##### Provided entries #####
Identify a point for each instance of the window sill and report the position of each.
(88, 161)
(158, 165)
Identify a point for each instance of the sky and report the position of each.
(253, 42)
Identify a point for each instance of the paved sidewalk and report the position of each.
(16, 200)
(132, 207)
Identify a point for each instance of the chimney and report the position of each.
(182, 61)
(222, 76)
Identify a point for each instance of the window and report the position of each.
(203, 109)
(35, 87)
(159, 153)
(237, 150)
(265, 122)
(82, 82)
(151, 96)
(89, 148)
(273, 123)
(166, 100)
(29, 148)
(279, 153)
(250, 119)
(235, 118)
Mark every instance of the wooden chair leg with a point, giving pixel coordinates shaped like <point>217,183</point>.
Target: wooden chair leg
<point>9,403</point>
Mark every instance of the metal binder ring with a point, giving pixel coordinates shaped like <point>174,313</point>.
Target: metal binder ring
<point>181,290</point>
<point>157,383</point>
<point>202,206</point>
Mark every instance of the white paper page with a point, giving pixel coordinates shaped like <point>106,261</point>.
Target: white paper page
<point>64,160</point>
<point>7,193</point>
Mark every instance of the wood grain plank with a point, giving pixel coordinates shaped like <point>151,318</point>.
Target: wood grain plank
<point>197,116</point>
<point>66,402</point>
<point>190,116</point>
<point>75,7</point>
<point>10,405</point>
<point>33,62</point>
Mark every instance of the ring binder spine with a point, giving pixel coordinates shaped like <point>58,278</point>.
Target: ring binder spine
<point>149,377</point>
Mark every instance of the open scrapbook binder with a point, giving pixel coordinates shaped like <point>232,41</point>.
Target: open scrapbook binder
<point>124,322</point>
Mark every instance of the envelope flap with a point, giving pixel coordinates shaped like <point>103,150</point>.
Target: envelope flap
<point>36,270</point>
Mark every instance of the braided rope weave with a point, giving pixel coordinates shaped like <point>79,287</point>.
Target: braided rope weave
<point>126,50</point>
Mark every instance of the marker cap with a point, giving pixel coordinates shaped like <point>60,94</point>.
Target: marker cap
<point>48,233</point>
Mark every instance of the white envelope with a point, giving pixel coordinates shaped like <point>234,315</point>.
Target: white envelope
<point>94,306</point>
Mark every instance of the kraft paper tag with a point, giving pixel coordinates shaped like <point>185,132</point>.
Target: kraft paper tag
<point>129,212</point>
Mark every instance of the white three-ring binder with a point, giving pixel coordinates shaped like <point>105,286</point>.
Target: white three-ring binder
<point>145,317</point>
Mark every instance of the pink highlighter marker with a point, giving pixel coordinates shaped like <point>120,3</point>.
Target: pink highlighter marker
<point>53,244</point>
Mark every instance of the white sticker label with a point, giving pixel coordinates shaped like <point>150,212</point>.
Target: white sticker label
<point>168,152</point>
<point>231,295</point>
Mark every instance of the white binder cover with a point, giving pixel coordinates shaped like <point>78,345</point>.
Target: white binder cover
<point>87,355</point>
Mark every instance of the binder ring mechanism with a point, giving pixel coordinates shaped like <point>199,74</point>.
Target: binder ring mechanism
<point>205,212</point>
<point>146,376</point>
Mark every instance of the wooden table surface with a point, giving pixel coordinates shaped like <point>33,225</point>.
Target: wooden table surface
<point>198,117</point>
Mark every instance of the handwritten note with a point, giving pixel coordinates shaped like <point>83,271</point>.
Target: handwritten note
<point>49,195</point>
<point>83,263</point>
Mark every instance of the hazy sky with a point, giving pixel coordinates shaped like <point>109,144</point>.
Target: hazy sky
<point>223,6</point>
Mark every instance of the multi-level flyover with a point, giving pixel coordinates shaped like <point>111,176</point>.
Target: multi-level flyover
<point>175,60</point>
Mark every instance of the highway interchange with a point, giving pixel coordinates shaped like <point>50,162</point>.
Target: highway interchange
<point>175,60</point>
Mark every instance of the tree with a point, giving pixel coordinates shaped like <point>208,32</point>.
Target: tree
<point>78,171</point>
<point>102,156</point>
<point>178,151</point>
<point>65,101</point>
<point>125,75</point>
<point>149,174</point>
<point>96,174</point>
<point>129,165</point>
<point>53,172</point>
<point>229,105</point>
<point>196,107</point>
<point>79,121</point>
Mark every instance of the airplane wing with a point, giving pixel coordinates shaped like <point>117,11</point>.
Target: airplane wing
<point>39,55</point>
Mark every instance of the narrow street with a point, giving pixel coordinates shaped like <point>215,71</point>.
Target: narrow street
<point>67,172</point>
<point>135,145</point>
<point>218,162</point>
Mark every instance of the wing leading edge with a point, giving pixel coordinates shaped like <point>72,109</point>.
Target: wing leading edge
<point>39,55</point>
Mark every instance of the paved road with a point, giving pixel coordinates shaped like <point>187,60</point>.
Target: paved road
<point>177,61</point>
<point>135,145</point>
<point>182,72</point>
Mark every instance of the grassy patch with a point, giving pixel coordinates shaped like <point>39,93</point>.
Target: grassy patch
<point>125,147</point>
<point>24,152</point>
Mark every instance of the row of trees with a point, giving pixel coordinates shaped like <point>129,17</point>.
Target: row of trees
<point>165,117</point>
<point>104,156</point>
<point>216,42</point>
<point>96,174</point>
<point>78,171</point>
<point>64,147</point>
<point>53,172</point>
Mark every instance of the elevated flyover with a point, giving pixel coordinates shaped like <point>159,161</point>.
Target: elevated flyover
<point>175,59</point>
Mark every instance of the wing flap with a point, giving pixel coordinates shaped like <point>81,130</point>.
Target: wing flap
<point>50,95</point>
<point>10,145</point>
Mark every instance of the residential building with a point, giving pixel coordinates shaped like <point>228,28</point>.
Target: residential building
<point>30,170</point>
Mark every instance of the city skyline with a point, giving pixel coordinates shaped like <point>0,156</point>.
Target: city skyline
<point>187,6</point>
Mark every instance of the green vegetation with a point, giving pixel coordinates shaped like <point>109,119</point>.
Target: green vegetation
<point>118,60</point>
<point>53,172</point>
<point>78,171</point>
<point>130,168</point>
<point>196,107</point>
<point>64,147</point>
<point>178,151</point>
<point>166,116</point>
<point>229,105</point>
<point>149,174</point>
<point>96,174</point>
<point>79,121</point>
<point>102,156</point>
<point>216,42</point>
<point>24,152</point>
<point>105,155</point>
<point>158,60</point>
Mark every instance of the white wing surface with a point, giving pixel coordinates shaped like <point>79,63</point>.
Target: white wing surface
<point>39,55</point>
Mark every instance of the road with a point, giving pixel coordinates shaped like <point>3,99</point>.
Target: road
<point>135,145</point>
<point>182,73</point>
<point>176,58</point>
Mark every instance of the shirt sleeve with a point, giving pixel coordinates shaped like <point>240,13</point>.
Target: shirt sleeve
#####
Brief: Write out each line above containing "shirt".

Output below:
Mark every instance of the shirt sleeve with a point, giving pixel coordinates shaped like <point>240,13</point>.
Target: shirt sleeve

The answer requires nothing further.